*Requirement*
Rescale the coordinates in the records below. Reproduce every line from the one containing "Where can you spot the horse's tail" down through the final line of the records, both ends included and requests kept in place, and give only those lines. Multiply each coordinate in the answers by 0.9 and round it to a whole number, with halves rounding up.

*Working data*
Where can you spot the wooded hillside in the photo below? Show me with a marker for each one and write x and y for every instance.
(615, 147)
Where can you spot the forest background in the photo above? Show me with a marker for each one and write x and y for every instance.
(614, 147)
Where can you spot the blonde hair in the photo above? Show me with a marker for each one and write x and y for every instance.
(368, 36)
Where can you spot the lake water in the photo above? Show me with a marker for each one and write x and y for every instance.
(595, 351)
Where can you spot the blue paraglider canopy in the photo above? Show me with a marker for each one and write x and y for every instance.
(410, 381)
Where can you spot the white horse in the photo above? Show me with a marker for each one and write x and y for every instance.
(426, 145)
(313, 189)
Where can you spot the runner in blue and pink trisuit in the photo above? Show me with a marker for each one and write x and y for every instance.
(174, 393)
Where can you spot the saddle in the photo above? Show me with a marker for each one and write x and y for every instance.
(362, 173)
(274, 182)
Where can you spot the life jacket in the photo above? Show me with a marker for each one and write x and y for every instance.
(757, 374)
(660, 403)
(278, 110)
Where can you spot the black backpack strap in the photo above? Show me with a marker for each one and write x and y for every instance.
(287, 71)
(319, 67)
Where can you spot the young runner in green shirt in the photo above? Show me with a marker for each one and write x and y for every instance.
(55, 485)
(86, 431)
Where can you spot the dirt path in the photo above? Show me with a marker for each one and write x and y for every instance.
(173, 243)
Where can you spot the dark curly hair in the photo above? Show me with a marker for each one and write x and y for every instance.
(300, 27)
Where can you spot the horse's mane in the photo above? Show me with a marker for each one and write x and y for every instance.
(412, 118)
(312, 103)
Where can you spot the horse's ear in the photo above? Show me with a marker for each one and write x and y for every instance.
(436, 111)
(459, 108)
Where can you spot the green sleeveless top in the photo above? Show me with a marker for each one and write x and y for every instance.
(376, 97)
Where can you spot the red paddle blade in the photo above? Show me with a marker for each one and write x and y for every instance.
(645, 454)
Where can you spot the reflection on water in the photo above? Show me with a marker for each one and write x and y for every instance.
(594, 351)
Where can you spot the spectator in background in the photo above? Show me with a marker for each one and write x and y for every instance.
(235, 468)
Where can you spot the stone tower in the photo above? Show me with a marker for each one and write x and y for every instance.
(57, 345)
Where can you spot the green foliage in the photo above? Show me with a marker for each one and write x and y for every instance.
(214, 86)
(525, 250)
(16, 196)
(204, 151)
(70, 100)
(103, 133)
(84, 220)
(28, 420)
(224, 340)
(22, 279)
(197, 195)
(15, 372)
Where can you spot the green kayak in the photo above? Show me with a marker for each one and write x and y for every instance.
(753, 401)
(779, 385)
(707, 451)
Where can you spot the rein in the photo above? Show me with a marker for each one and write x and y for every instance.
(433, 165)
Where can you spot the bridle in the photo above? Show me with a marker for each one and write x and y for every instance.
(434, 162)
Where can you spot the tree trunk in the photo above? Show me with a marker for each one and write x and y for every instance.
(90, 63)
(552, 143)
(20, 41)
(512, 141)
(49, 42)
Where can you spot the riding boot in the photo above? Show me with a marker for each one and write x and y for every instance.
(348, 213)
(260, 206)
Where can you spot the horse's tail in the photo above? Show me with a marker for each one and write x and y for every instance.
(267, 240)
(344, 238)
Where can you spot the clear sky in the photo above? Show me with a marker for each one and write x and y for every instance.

*Task result*
Where can you spot the horse's tail in the photo above? Show me with a marker for each one and write x and y for every instance.
(240, 216)
(310, 214)
Where can you spot the clear sky in the photo above? Show me with a marker for each one and write x and y for every instance.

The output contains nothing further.